-- BEGIN Document section --

Post by Black Orchid » Mon Dec 02, 2019 12:44 pm

There is no reason to have nightmares about climate change. You will not hear this from the alarmist reports on the evening news, let alone from doom-saying activists, but there is a proven, low-carbon source of safe and abundant energy.

Generation 4 nuclear reactors — including molten salt reactors now being developed by the Canadian firm Terrestrial Energy — are being designed to reduce energy poverty and push billions of the world’s poorest people towards prosperity.


Proponents says Gen 4 reactors will be built to be immune to meltdowns. They will have far lower carbon emissions than even wind and solar, along with vastly greater reliability and energy production capabilities. Best of all, they can be built on a massive scale in the next few decades, fast enough to meet our collective challenge of lowering carbon emissions.

“Nuclear is capable of moving very quickly and making a great deal of difference in a short period of time,” says Simon Irish, CEO of Terrestrial Energy.

Irish sees wide application for Gen 4 reactors, as do many green groups such as Energy for Humanity, Clear Path, Third Way and Mothers for Nuclear.

“This a technology that can play a role centrally, right at the heart of the problem,” Irish said. “It’s an energy technology that is capable of massive energy decarbonization. Nuclear has done that before. It massively decarbonized France and Sweden in the 1970s.”

Ontario-based Terrestrial is now working its way through the Canadian Nuclear Safety Commission’s regulatory process.

Fortunately, Canada is at the forefront of nuclear research and regulation, pushing ahead with a plan for small modular reactors that could power oilsands extraction operations in northern Alberta.

The Trudeau Liberals have developed a roadmap to develop small modular reactors (SMRs), said Natural Resources Minister Amarjeet Sohi. “We see the potential of them in the manufacturing and industrial setting.”

-- END Document section --

▶ _Task description_:
Copy the passage from the post on Generation 4 nuclear reactors, from "Irish sees wide" up to and including "in northern Alberta.", word for word.

-- BEGIN Data --

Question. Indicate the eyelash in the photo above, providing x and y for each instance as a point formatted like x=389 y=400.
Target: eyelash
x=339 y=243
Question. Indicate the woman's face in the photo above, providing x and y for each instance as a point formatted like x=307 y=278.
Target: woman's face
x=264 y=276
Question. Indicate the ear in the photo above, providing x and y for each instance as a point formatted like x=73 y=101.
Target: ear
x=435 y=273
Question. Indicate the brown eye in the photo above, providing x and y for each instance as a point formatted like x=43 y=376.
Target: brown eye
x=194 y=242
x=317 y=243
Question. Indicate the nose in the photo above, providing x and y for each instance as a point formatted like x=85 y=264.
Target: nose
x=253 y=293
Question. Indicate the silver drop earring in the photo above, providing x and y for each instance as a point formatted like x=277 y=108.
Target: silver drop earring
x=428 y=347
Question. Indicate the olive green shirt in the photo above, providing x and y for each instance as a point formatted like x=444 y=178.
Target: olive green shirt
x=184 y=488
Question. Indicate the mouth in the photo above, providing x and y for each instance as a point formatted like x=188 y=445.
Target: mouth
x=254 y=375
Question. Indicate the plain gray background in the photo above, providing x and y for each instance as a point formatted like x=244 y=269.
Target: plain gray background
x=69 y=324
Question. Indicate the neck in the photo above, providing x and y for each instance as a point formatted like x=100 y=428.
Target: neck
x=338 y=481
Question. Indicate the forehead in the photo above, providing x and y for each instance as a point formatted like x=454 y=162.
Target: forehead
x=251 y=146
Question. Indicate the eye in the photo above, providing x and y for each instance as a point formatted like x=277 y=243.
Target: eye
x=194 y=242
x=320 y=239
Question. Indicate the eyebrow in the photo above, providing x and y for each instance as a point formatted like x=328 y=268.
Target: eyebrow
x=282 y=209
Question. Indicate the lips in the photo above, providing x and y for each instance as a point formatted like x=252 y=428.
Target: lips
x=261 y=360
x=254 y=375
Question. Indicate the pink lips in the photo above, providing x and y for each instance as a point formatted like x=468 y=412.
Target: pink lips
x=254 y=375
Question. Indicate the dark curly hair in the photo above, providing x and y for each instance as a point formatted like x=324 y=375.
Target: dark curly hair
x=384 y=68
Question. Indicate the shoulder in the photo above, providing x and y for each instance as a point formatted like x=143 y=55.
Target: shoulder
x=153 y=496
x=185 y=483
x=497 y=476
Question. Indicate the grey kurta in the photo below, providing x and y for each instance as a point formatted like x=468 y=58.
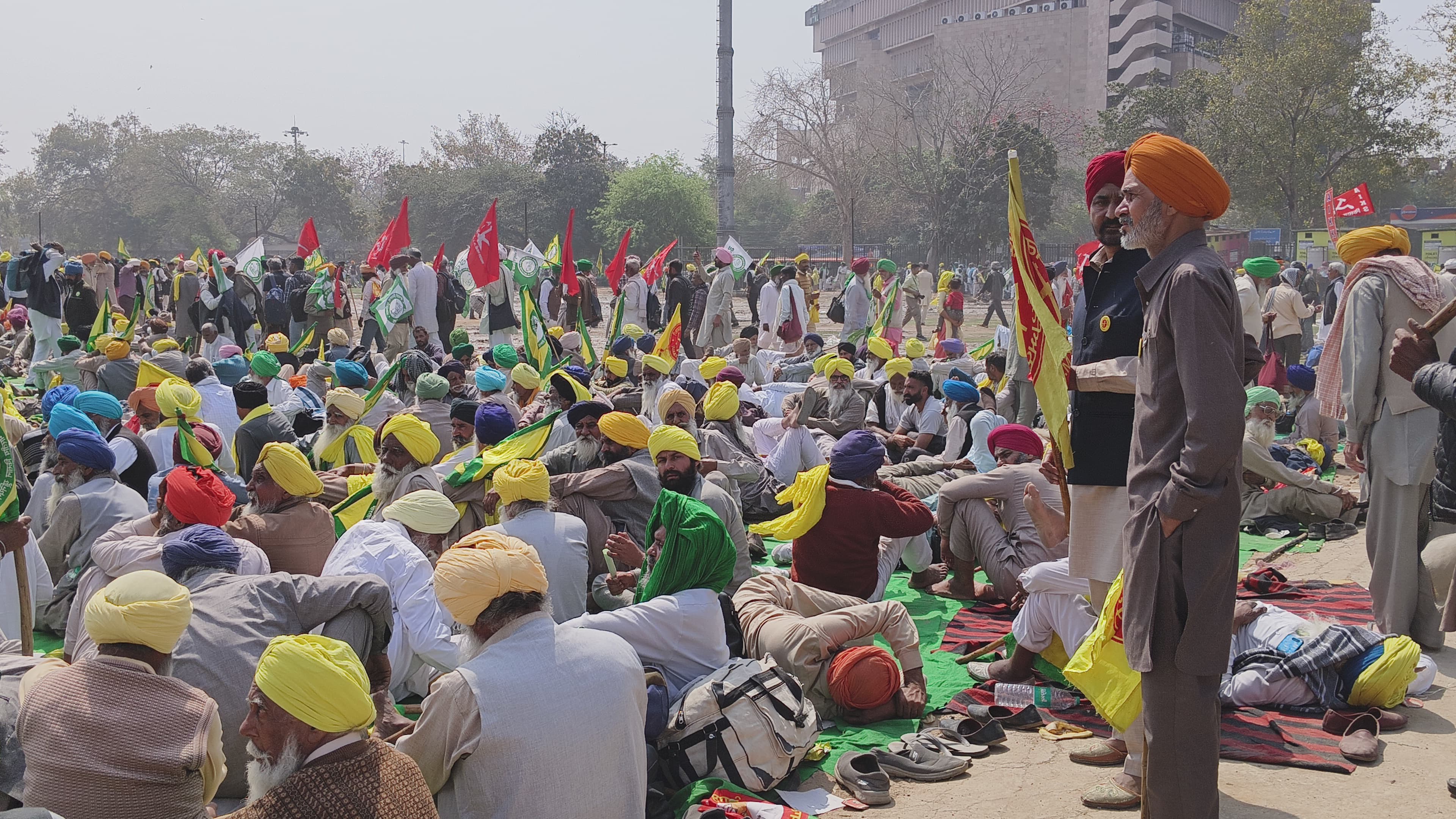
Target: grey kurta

-- END Data --

▶ _The completed task_:
Irish sees wide application for Gen 4 reactors, as do many green groups such as Energy for Humanity, Clear Path, Third Way and Mothers for Nuclear.

“This a technology that can play a role centrally, right at the heart of the problem,” Irish said. “It’s an energy technology that is capable of massive energy decarbonization. Nuclear has done that before. It massively decarbonized France and Sweden in the 1970s.”

Ontario-based Terrestrial is now working its way through the Canadian Nuclear Safety Commission’s regulatory process.

Fortunately, Canada is at the forefront of nuclear research and regulation, pushing ahead with a plan for small modular reactors that could power oilsands extraction operations in northern Alberta.